■ WHAT YOU ARE ASKED TO DO:
Filter the items below and copy every line that contains the word "agave".

** START OF EXTRACTED DATA **

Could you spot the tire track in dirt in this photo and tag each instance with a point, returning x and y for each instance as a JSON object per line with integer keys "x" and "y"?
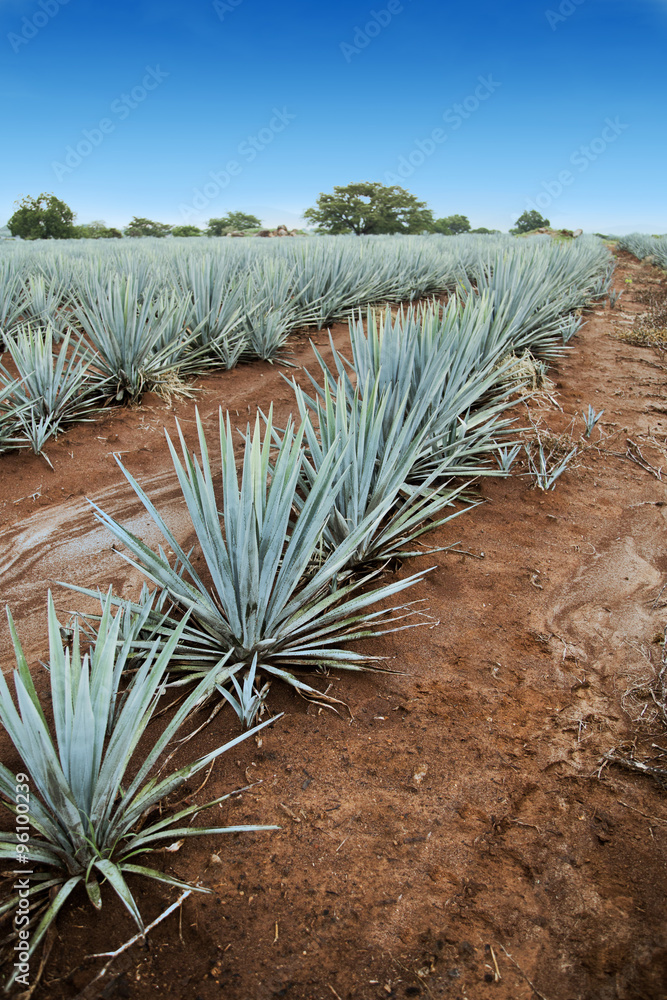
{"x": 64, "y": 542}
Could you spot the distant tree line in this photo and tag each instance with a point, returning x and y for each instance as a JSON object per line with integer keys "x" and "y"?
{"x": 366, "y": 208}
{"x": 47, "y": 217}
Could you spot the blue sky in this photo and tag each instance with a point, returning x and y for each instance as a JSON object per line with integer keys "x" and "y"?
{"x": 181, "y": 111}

** END OF EXTRACTED DATA **
** START OF EXTRACTED DATA **

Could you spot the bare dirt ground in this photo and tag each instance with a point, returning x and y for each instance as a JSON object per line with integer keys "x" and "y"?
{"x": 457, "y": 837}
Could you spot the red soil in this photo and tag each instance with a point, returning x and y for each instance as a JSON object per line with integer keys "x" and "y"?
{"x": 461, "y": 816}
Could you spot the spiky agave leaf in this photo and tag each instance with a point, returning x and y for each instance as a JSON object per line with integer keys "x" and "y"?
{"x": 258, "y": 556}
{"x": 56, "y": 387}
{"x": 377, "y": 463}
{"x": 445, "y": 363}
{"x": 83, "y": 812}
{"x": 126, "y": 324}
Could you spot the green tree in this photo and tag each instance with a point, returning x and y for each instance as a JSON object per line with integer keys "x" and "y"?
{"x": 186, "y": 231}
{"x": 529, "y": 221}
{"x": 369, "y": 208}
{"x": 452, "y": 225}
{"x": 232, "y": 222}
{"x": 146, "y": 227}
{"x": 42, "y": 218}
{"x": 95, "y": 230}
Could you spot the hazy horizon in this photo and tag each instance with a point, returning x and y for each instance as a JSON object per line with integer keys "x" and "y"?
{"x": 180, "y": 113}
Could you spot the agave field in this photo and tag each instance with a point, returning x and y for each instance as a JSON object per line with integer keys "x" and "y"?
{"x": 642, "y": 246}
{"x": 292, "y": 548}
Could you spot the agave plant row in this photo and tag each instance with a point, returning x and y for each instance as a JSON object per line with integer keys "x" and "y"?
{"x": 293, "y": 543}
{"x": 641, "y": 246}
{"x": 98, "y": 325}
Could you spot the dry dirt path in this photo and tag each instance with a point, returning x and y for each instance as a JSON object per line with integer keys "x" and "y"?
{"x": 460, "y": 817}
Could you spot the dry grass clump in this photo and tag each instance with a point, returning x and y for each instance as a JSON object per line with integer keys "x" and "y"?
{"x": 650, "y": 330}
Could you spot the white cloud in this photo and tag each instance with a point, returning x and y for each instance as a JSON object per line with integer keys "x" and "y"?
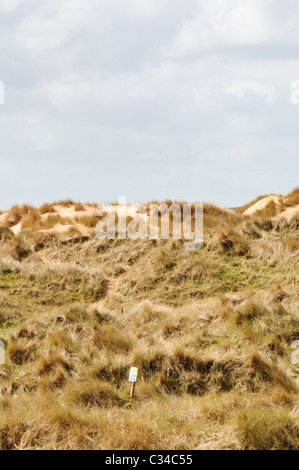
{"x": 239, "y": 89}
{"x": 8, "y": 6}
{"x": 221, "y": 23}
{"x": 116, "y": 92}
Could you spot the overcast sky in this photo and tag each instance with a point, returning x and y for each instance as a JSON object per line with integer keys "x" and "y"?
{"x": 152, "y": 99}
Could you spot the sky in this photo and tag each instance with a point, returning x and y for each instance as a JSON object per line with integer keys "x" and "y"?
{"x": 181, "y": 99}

** END OF EXTRACTED DATA **

■ THE RESULT:
Could you spot the spiky agave leaf in this photo and tag each instance with a point, returning x and y for each instance as a JSON object per line with integer keys "x" and "y"?
Could you spot the agave field in this photo and tag each instance with a point, returning x and y for each instance as a JSON object per line with integer keys "x" and "y"?
Could you spot the agave plant row in this photo and tag each instance with a point, returning x and y for each instance as a JSON object per line with integer keys "x" and "y"?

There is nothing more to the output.